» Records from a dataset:
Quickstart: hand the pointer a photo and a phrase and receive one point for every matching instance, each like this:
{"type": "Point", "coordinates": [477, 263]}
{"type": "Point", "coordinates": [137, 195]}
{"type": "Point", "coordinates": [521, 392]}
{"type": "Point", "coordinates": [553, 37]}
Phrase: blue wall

» Exercise aim:
Render every line of the records above as a numbered list, omitting any blank lines.

» Written response:
1. Quickstart: hand the pointer a photo and a phrase and receive one point for every matching instance, each like this:
2. {"type": "Point", "coordinates": [477, 263]}
3. {"type": "Point", "coordinates": [137, 195]}
4. {"type": "Point", "coordinates": [521, 392]}
5. {"type": "Point", "coordinates": [553, 37]}
6. Phrase: blue wall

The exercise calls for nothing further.